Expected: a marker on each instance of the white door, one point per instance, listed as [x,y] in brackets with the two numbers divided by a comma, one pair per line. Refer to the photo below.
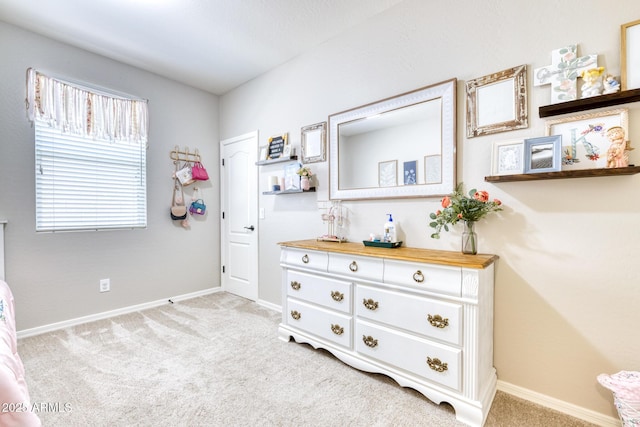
[239,219]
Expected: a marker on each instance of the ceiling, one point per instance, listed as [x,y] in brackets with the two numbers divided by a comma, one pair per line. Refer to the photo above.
[214,45]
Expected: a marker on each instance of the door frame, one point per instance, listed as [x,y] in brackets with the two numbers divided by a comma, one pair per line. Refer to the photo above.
[223,207]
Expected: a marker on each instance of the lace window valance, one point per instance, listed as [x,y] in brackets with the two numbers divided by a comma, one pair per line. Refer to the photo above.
[75,109]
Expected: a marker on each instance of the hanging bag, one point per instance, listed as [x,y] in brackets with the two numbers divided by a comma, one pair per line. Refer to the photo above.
[198,172]
[197,206]
[178,209]
[185,174]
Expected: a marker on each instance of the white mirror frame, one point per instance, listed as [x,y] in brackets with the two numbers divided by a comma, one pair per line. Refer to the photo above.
[447,92]
[629,47]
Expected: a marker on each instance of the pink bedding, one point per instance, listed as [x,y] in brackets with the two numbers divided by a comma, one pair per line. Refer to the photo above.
[15,406]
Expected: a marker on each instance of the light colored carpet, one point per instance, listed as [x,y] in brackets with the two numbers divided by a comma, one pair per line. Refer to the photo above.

Goal
Can you reproduce every line of the data above word for word, leaving out the picture?

Completed exercise
Expected: a marker on each instance of the white door, one point per instance, listed as [x,y] in brackets with the two numbers divided by a comma, one pair per line. Refer to the photo below.
[239,219]
Expected: a marker on each instance of the ceiling, one point per instance, listed as [x,y] in brackets with the two numbers divided by a comma, one pair per line. Refer to the photo above.
[214,45]
Expected: a marker on each instance of the door frame, one point per instance, listed as [x,y] in brackets with the two numbers divided by a comma, one pair per line. Refer to the photo above.
[223,207]
Expected: a marker on each instance of the lace window valance, one point per instance, listed as [x,y] in brackets with the two numbers divided by a comma, one pair per line. Refer to the photo above.
[75,109]
Expected: a marker on each instance of the hanging bag, one point per instance, listed as [x,y] in brackets with the two numbers divided by a comma, one pair per line. Refer to the photo above.
[198,172]
[197,206]
[178,209]
[185,174]
Expected: a marker on each instance of the white mirror frame, one point per instance, listed as [x,y] in brackets with the two numbers divided by a comma, one pair per line. Refer to the photo above.
[447,92]
[629,47]
Expected: a marker on each instance of the pink bedding, one point per instance, listed as [x,y] in brackets with the two numbers divided by a comma, one pair per line. Refer to the photo above.
[15,406]
Expected: a marker on each instance of the light colored carpet, one point per instance, listed as [x,y] in brackets with the two numbers divided by a comma, one pair per line. Refer to the photo above.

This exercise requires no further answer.